**Extracted data**
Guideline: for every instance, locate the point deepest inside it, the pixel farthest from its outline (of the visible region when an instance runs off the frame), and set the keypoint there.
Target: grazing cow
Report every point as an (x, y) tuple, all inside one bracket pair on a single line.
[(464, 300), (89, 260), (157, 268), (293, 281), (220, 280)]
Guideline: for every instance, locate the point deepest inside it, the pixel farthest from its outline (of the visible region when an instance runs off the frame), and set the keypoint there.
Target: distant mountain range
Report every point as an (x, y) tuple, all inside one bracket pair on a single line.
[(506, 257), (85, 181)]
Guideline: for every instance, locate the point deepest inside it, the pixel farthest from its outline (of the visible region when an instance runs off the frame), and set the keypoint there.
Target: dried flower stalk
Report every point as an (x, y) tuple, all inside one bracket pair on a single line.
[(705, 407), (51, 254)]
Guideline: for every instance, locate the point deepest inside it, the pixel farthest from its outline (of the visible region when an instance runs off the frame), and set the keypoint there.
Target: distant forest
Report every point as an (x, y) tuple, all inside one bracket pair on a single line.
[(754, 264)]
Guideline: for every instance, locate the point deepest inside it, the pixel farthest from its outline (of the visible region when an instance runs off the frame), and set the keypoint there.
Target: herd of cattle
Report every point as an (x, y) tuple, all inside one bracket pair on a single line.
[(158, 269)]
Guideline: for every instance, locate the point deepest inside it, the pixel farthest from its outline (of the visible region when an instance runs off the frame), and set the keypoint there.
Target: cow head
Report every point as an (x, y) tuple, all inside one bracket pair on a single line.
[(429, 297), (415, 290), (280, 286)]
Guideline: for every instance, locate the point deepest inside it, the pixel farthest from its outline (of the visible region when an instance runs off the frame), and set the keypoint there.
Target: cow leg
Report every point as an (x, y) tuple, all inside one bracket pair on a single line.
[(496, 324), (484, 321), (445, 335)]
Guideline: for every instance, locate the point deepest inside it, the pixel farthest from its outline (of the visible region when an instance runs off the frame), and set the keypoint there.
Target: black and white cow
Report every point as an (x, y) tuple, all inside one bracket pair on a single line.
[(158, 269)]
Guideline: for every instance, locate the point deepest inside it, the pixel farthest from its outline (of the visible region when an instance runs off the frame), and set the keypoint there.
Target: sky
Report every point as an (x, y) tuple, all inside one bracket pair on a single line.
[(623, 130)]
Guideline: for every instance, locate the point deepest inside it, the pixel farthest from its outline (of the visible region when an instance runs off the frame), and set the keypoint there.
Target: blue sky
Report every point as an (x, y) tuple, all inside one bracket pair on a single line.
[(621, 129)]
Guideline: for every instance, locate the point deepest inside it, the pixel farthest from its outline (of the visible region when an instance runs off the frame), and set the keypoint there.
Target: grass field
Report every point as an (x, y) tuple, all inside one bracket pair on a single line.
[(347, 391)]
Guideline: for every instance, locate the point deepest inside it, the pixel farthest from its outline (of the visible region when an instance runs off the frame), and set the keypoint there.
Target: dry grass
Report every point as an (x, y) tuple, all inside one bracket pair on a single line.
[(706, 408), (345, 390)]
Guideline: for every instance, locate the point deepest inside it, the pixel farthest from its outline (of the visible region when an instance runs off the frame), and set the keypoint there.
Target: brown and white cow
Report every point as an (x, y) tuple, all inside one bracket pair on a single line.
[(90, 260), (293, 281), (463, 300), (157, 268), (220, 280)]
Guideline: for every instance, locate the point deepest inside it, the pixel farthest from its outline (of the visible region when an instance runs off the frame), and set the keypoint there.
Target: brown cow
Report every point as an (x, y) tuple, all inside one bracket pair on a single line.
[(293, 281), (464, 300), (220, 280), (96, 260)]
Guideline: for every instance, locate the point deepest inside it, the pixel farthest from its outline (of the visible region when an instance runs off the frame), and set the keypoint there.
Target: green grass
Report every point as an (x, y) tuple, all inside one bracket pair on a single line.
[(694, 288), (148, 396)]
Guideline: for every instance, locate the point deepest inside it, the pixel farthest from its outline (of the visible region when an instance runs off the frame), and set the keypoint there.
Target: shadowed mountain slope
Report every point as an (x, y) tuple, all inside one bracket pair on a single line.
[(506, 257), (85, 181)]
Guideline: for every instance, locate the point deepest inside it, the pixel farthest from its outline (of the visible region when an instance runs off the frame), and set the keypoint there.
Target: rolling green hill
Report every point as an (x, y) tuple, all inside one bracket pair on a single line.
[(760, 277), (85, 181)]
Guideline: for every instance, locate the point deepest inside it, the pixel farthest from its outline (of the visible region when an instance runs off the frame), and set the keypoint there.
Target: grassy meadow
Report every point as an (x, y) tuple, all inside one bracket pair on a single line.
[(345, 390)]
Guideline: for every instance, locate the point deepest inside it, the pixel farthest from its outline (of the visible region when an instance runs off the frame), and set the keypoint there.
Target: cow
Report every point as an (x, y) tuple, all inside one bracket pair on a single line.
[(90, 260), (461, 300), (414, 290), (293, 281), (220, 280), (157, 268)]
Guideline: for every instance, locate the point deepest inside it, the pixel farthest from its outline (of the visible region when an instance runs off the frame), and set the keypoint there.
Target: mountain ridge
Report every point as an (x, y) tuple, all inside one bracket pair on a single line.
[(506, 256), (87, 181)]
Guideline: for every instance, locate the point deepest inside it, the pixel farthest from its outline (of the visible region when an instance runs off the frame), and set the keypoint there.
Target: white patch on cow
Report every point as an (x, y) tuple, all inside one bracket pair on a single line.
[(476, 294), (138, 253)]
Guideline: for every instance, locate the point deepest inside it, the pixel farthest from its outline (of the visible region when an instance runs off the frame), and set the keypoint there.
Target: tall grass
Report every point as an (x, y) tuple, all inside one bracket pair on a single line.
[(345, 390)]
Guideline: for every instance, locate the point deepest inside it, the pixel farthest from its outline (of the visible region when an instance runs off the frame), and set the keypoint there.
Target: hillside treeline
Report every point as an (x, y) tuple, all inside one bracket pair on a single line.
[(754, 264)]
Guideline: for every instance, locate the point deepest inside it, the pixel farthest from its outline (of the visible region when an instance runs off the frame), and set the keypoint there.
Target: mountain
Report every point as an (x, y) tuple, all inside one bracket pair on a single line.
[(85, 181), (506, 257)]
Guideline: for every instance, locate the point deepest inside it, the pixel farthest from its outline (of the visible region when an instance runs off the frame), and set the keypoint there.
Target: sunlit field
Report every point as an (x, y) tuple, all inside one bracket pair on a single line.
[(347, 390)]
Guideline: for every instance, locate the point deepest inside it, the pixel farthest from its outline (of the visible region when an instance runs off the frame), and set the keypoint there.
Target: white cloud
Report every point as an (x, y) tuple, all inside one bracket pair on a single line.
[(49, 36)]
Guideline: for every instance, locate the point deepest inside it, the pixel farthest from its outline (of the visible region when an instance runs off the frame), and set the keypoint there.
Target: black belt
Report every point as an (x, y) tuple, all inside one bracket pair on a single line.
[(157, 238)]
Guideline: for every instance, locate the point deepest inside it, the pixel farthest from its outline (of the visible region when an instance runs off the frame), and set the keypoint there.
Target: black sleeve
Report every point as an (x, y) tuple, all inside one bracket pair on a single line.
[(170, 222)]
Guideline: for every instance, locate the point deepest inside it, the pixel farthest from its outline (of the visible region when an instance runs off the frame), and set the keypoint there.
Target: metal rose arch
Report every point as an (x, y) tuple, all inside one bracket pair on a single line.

**Goal**
Return every line of the records above that contains the word "mountain", with case counting.

**Response to this exercise**
Target: distant mountain range
Target: shadowed mountain slope
Target: mountain ridge
Target: mountain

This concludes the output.